Given problem:
Rewrite the material from the line containing "Please examine the image above and detect the red" through the end, requests included. Scale every bounding-box coordinate in the answers by 1.65 and round each result to a whole number, with halves rounded up.

Region annotation entries:
======
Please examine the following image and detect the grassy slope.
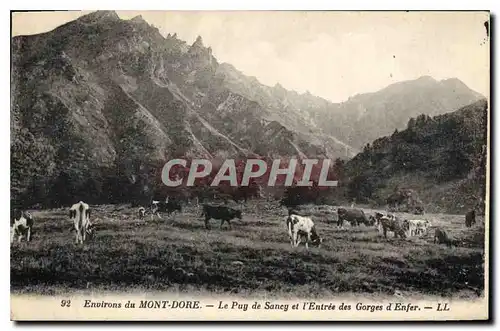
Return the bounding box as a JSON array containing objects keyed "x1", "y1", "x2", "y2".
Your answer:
[{"x1": 11, "y1": 203, "x2": 484, "y2": 298}]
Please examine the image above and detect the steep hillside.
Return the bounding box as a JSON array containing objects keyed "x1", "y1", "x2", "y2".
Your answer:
[
  {"x1": 345, "y1": 100, "x2": 488, "y2": 212},
  {"x1": 11, "y1": 11, "x2": 334, "y2": 208},
  {"x1": 312, "y1": 76, "x2": 484, "y2": 149}
]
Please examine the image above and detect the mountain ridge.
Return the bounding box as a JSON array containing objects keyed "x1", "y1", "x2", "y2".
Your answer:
[{"x1": 11, "y1": 11, "x2": 484, "y2": 209}]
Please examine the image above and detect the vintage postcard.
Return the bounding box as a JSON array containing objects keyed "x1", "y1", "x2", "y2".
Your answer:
[{"x1": 10, "y1": 10, "x2": 491, "y2": 321}]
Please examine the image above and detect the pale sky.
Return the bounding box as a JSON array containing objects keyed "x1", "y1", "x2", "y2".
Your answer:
[{"x1": 12, "y1": 11, "x2": 490, "y2": 102}]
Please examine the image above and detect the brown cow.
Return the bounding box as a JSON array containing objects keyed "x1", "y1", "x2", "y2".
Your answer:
[{"x1": 434, "y1": 228, "x2": 452, "y2": 247}]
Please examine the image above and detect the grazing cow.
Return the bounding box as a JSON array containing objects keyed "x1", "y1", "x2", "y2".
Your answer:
[
  {"x1": 201, "y1": 204, "x2": 241, "y2": 229},
  {"x1": 138, "y1": 207, "x2": 146, "y2": 220},
  {"x1": 408, "y1": 220, "x2": 431, "y2": 237},
  {"x1": 434, "y1": 228, "x2": 452, "y2": 247},
  {"x1": 286, "y1": 214, "x2": 323, "y2": 249},
  {"x1": 465, "y1": 209, "x2": 476, "y2": 228},
  {"x1": 69, "y1": 201, "x2": 92, "y2": 245},
  {"x1": 10, "y1": 209, "x2": 34, "y2": 243},
  {"x1": 375, "y1": 213, "x2": 409, "y2": 238},
  {"x1": 413, "y1": 206, "x2": 425, "y2": 215},
  {"x1": 337, "y1": 208, "x2": 371, "y2": 227},
  {"x1": 151, "y1": 198, "x2": 182, "y2": 219}
]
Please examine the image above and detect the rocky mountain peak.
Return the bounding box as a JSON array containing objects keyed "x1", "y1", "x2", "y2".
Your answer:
[{"x1": 78, "y1": 10, "x2": 120, "y2": 23}]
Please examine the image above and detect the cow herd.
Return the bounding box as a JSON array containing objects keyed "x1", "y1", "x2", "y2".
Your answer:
[{"x1": 11, "y1": 198, "x2": 476, "y2": 249}]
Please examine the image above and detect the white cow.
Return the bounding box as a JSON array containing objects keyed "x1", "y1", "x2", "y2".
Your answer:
[
  {"x1": 139, "y1": 207, "x2": 146, "y2": 220},
  {"x1": 10, "y1": 210, "x2": 34, "y2": 243},
  {"x1": 286, "y1": 214, "x2": 323, "y2": 249},
  {"x1": 408, "y1": 220, "x2": 431, "y2": 237},
  {"x1": 69, "y1": 201, "x2": 92, "y2": 244}
]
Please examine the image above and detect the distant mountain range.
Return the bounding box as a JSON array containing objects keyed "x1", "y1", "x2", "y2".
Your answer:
[
  {"x1": 345, "y1": 99, "x2": 488, "y2": 213},
  {"x1": 11, "y1": 11, "x2": 488, "y2": 208}
]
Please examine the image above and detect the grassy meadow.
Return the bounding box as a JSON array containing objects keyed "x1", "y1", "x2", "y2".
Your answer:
[{"x1": 10, "y1": 202, "x2": 485, "y2": 298}]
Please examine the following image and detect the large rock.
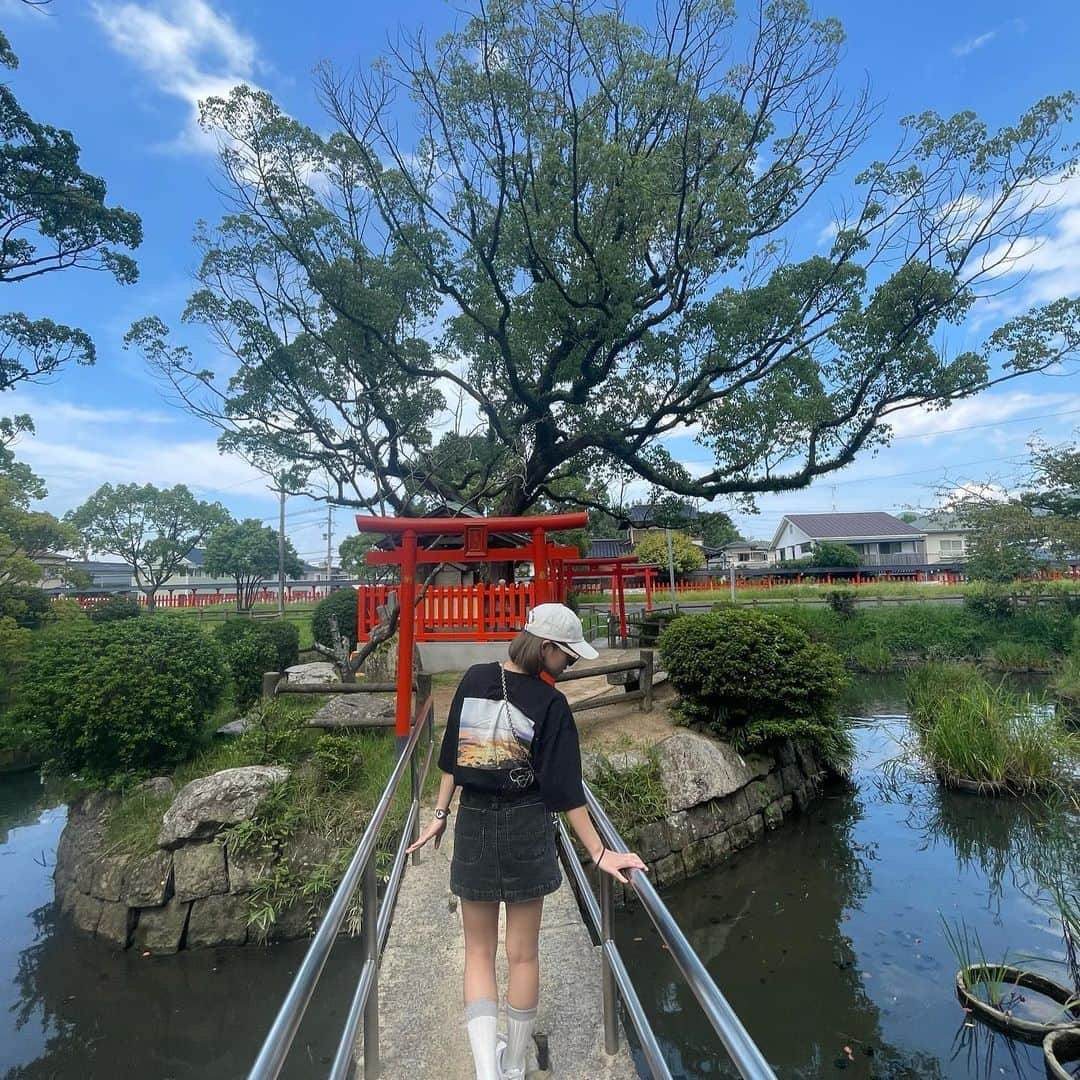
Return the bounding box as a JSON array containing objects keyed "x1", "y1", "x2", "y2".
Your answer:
[
  {"x1": 124, "y1": 851, "x2": 173, "y2": 907},
  {"x1": 657, "y1": 731, "x2": 753, "y2": 812},
  {"x1": 173, "y1": 843, "x2": 229, "y2": 902},
  {"x1": 158, "y1": 765, "x2": 288, "y2": 848},
  {"x1": 135, "y1": 899, "x2": 191, "y2": 953},
  {"x1": 187, "y1": 895, "x2": 247, "y2": 948},
  {"x1": 308, "y1": 693, "x2": 394, "y2": 728}
]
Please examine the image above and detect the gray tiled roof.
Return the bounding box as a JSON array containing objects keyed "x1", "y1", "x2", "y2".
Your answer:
[
  {"x1": 589, "y1": 539, "x2": 632, "y2": 558},
  {"x1": 784, "y1": 511, "x2": 923, "y2": 540}
]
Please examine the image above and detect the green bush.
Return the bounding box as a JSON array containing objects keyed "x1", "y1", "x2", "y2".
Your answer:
[
  {"x1": 12, "y1": 618, "x2": 226, "y2": 783},
  {"x1": 311, "y1": 589, "x2": 357, "y2": 650},
  {"x1": 86, "y1": 596, "x2": 143, "y2": 622},
  {"x1": 214, "y1": 619, "x2": 300, "y2": 708},
  {"x1": 660, "y1": 608, "x2": 853, "y2": 771},
  {"x1": 825, "y1": 589, "x2": 855, "y2": 619},
  {"x1": 963, "y1": 581, "x2": 1016, "y2": 619}
]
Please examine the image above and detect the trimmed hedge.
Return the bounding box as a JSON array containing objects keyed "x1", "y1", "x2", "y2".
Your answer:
[
  {"x1": 214, "y1": 619, "x2": 300, "y2": 708},
  {"x1": 12, "y1": 616, "x2": 226, "y2": 782},
  {"x1": 311, "y1": 589, "x2": 359, "y2": 651},
  {"x1": 660, "y1": 607, "x2": 854, "y2": 772}
]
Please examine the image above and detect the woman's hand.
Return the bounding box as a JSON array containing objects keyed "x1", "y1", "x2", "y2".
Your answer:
[
  {"x1": 596, "y1": 848, "x2": 649, "y2": 885},
  {"x1": 405, "y1": 818, "x2": 447, "y2": 855}
]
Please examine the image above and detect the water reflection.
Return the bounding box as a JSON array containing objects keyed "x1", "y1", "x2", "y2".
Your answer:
[{"x1": 619, "y1": 679, "x2": 1080, "y2": 1080}]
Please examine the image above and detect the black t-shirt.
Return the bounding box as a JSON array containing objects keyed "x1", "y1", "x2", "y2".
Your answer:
[{"x1": 438, "y1": 663, "x2": 585, "y2": 811}]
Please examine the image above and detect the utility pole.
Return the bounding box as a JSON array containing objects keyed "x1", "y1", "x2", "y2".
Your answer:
[{"x1": 664, "y1": 528, "x2": 678, "y2": 611}]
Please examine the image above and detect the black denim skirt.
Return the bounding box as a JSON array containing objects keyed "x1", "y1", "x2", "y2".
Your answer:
[{"x1": 450, "y1": 787, "x2": 563, "y2": 904}]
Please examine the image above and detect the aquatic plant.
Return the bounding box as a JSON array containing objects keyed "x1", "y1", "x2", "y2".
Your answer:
[{"x1": 908, "y1": 665, "x2": 1080, "y2": 793}]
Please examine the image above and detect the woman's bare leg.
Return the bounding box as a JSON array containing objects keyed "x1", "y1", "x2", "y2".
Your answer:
[
  {"x1": 507, "y1": 896, "x2": 543, "y2": 1009},
  {"x1": 461, "y1": 900, "x2": 499, "y2": 1004}
]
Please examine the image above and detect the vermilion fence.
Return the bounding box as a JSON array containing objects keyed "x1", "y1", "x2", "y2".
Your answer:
[{"x1": 356, "y1": 582, "x2": 534, "y2": 642}]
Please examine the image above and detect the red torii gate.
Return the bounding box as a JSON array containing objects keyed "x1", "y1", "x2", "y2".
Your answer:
[
  {"x1": 356, "y1": 510, "x2": 589, "y2": 738},
  {"x1": 559, "y1": 555, "x2": 658, "y2": 642}
]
======
Task output:
Please examine the image above and detect the red torii gate.
Return the bounding box as a JSON array containing objects keyed "x1", "y1", "x2", "y2".
Your answer:
[
  {"x1": 587, "y1": 842, "x2": 972, "y2": 1218},
  {"x1": 922, "y1": 916, "x2": 1086, "y2": 1059}
]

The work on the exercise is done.